● The problem
Copy out every line of the records below, word for word and with nothing changed.
⟨
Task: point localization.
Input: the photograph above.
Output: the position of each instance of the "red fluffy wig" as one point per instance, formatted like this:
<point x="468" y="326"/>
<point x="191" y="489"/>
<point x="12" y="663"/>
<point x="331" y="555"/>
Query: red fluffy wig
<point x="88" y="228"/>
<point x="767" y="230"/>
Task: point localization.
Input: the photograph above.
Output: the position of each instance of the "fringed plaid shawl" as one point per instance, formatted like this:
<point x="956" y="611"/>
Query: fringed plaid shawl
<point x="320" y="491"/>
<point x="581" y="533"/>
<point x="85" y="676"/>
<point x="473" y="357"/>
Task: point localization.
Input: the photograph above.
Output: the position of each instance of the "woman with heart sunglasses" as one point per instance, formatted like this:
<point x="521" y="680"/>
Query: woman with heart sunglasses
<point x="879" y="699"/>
⟩
● Right answer
Task: point localization.
Input: the photograph above.
Output: the position of each instance of the "red fluffy wig" as one point per instance, formatted like this:
<point x="468" y="326"/>
<point x="191" y="489"/>
<point x="12" y="663"/>
<point x="331" y="555"/>
Query: red fluffy wig
<point x="88" y="228"/>
<point x="767" y="230"/>
Task: point localization.
Input: the photograph above.
Output: the position of each instance of the "fringed plaid shawl" as one point per instance, formatted like this:
<point x="956" y="611"/>
Query: fringed plaid shawl
<point x="320" y="491"/>
<point x="581" y="533"/>
<point x="85" y="676"/>
<point x="473" y="357"/>
Task: point localization.
Input: the photograph above.
Output: the position of each instance of the "woman with heart sunglasses" as one point per instance, formatted like this:
<point x="521" y="680"/>
Query: woman with heart sunglasses
<point x="879" y="699"/>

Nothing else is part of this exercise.